- **AIM OF THE TASK**:
Quote every one of the records below line for line, without altering anything.

- **MATERIAL SHOWN**:
====================

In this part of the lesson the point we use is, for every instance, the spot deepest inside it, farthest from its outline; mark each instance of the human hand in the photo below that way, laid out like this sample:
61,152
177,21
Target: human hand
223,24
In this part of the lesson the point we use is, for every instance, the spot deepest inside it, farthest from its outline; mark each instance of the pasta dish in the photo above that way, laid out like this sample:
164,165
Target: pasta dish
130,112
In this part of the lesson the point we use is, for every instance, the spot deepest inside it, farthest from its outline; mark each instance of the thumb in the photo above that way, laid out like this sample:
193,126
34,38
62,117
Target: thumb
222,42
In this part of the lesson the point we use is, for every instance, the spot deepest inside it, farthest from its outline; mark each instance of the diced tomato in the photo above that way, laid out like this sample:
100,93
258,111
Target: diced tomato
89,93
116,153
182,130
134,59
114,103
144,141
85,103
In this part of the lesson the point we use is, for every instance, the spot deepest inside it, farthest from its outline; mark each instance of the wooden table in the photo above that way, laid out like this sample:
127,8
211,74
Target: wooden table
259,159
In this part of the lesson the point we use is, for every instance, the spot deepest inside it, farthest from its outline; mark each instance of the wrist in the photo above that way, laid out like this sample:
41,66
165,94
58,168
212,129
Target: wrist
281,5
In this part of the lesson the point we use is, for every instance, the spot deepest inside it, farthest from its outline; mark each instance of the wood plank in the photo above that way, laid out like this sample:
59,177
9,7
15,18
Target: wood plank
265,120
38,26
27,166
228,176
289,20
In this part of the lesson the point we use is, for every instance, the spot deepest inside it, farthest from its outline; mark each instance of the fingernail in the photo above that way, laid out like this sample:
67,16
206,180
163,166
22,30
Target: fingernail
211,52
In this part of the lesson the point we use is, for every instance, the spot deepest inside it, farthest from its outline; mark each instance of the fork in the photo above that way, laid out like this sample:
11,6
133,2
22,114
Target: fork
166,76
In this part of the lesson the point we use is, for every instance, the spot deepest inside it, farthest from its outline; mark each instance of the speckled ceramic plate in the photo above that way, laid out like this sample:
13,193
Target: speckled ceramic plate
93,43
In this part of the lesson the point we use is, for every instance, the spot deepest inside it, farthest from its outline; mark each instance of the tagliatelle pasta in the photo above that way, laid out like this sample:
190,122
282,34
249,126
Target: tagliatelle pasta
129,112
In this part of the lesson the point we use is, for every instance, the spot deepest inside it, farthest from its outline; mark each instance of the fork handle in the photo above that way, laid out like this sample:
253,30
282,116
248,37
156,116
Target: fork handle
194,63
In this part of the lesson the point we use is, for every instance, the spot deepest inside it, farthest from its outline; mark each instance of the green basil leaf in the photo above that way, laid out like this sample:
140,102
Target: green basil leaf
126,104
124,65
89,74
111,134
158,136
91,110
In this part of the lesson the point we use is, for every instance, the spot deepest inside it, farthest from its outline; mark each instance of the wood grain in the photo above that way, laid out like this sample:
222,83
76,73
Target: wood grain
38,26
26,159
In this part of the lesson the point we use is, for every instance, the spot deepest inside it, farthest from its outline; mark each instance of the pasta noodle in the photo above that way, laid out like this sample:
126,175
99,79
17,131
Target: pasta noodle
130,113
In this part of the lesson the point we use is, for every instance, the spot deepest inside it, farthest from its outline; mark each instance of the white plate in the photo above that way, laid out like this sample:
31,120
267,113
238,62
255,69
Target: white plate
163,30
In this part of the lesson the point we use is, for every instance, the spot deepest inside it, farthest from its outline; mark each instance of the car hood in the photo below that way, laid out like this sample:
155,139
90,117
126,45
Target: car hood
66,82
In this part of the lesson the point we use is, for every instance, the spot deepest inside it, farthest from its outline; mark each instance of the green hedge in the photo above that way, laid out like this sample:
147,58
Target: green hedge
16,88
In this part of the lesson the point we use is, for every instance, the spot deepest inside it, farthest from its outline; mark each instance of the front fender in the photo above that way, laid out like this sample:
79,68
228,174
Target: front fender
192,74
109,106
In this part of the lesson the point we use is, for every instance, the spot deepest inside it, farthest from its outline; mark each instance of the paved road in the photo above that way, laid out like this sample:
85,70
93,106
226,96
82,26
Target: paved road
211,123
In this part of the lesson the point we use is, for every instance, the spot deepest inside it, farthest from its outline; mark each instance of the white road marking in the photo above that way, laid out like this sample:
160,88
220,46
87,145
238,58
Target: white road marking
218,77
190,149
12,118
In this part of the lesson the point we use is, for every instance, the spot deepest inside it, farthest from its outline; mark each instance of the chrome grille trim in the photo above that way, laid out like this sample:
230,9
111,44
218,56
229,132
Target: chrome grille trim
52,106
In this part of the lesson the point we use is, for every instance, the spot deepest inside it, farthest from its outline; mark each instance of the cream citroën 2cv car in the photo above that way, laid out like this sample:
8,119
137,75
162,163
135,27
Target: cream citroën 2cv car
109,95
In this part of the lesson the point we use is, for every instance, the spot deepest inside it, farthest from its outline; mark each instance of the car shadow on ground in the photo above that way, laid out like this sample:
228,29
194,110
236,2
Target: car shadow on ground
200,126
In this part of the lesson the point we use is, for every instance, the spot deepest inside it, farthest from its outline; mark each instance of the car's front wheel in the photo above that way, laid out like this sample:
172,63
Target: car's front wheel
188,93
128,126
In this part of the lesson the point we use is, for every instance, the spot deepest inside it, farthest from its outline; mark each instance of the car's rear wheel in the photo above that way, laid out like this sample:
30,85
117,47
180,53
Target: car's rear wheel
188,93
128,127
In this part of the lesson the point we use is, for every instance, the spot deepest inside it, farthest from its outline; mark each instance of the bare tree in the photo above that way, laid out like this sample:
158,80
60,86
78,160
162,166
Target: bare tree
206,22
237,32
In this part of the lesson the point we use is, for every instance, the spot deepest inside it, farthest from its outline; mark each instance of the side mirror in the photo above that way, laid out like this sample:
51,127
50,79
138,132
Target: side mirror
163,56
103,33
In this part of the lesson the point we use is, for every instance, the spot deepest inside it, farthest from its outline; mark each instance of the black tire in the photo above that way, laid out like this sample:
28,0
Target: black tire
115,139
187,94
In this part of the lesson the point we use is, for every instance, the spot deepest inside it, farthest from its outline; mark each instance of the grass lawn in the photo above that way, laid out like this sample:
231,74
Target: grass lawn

====================

- **CORRECT ANSWER**:
In this part of the lesson the point we use is, for every instance, the spot deepest inside it, farthest from its outline; mark each instance of the human hand in the photo below that way, laid out like this sample:
61,152
177,21
Target: human hand
223,24
In this part of the lesson the point we use is, for every instance, the spot deepest inside it, farthest from its outline; mark each instance of the pasta dish in the photo above that way, laid out like this sample:
164,165
Target: pasta dish
130,112
In this part of the lesson the point we use is, for every instance, the spot deepest inside it, farthest from its outline; mark each instance of the thumb in the photo above that way, laid out like this sample:
193,126
34,38
62,117
Target: thumb
222,42
In this part of the lesson the point we use is, for every instance, the spot deepest inside it, farthest from its outline; mark each instance of the diced tomato in the photo above that way, laid out like this sample:
100,93
258,111
Target: diced tomato
89,93
116,153
182,130
134,59
114,103
144,141
85,103
In this part of the lesson the point we use is, for every instance, the spot deepest inside it, farthest from its outline; mark each instance of the wooden table in the photo above that way, laid out like this sample:
127,8
211,74
Target: wooden table
259,159
In this part of the lesson the point we use is, for every instance, the spot deepest inside it, farthest from its outline; mark each instance of the wrist in the photo above that way, laid out like this sample:
41,66
165,94
58,168
212,129
Target: wrist
281,5
In this part of the lesson the point we use is, for every instance, the spot deepest inside it, farthest from its outline; mark each instance of the wood plank in the photo above that way, laid out like this sample:
59,177
9,7
15,18
Target: wood plank
265,120
38,26
27,166
228,176
289,20
In this part of the lesson the point we use is, for every instance, the spot deepest inside it, farthest from its outline; mark each instance of the fingernail in the photo above that way, laid out like this sample:
67,16
206,180
163,166
22,30
Target: fingernail
211,52
In this part of the lesson the point we use is, for every instance, the spot deepest inside it, farthest from its outline; mark each instance of the fork in the photo above that way, laid out like this sample:
11,6
133,2
22,114
Target: fork
166,76
In this part of the lesson the point we use is, for every instance, the spot deepest inside it, farthest from its outline; mark each instance of the speckled ceramic plate in the photo above that way, laid out like this sample:
13,193
Target: speckled ceramic plate
93,43
In this part of the lesson the point we use is, for every instance, the spot deepest inside it, farthest from its outline; mark each instance of the tagliatelle pasta in the photo above that way, laid out like this sample:
190,122
282,34
249,126
Target: tagliatelle pasta
129,112
In this part of the lesson the point we use is, for every instance, the spot deepest inside it, farthest from its outline; mark each instance of the fork handle in the photo above that way, laid out like this sample:
253,30
282,116
248,37
156,116
Target: fork handle
194,63
In this part of the lesson the point we use is, for every instance, the spot deepest inside it, farthest from its outline; mark each instance of the green basil leaf in the photo above that way, laid out like this sample:
140,102
Target: green basil leaf
126,104
124,65
89,74
111,134
158,136
91,110
In this part of the lesson the point we use is, for every instance, the spot deepest inside it, farthest from its outline; mark each instance of the wood grain in the photo above that way, laid out like this sample:
222,83
76,73
Target: wood grain
38,26
26,159
In this part of the lesson the point we use is, for every instance, the spot deepest inside it, farthest from its outline; mark each instance of the pasta noodle in the photo above that way, laid out like this sample:
126,175
99,79
17,131
Target: pasta noodle
130,113
In this part of the lesson the point we use is, for every instance, the spot deepest inside it, farthest from its outline; mark each instance of the white plate in the photo above that way, laid out like this sample:
31,120
267,113
238,62
255,69
Target: white plate
163,30
In this part of the lesson the point we use is, for every instance, the spot deepest inside it, farthest from its outline; mark each instance of the car hood in the photo below that way, laid out like this sample:
155,139
90,117
126,45
Target: car hood
66,82
In this part of the lesson the point we use is, for every instance, the spot deepest inside it, farthest from its outline; mark each instance of the green hedge in the photo above that way, laid out like this sample:
147,58
Target: green hedge
16,88
In this part of the lesson the point we use is, for every instance, the spot deepest inside it, farthest from its outline; mark each instance of the front fender in the photo above that way, laid out like this sample:
79,68
228,174
Target: front fender
192,74
109,106
In this part of the lesson the point we use is, for every instance, the spot deepest inside it, farthest from its outline; mark each instance of the paved road in the photo above that way, laid out like this sample:
85,70
93,106
226,96
82,26
Target: paved road
211,123
In this part of the lesson the point we use is, for every instance, the spot deepest inside it, farthest from its outline; mark each instance of the white road marking in the photo above that way, laid out like this sample:
160,88
220,46
87,145
238,58
Target: white road marking
218,77
190,149
12,118
In this part of the lesson the point we use is, for every instance, the spot deepest inside it, farthest from its outline; mark each instance of the chrome grille trim in the photo above that way, laid out like this sample:
230,9
111,44
218,56
229,132
Target: chrome grille trim
52,106
In this part of the lesson the point we use is, for every instance, the spot deepest inside it, farthest from its outline; mark each instance of the cream citroën 2cv car in the photo above that way, laid out like this sample:
8,119
137,75
162,163
135,27
Target: cream citroën 2cv car
109,95
In this part of the lesson the point we use is, for every instance, the spot deepest inside it, farthest from its outline; mark each instance of the car shadow on ground in the photo above that way, laid out like this sample:
228,29
194,110
236,2
Target: car shadow on ground
200,126
In this part of the lesson the point we use is, for every instance, the spot deepest inside it, farthest from its outline; mark each instance of the car's front wheel in the photo above that way, laid out like this sample:
172,63
Target: car's front wheel
188,93
128,126
In this part of the lesson the point we use is, for every instance, the spot deepest inside it, farthest from its outline; mark each instance of the car's rear wheel in the photo above that way, laid out like this sample:
30,85
117,47
180,53
Target: car's rear wheel
188,93
128,127
In this part of the lesson the point we use is, for every instance, the spot deepest inside it, farthest from its outline; mark each instance of the bare tree in the photo above that way, laid out like this sample:
158,80
60,86
78,160
162,166
Target: bare tree
206,22
237,32
In this part of the lesson the point we use is, for every instance, the spot deepest inside it, farthest from its outline; mark each instance of the side mirror in the photo above that way, laid out like this sample:
51,127
50,79
138,132
Target: side mirror
163,56
103,33
In this part of the lesson the point we use is, for every instance, the spot deepest inside it, farthest from its outline; mark each instance of the black tire in the photo above that way, laid out like this sample:
28,0
Target: black tire
115,139
187,94
In this part of the lesson the point we use is, for every instance, the spot deepest inside it, farthest from its outline; mark each instance of the grass lawn in the photo above that way, laid out like this sample:
231,74
Target: grass lawn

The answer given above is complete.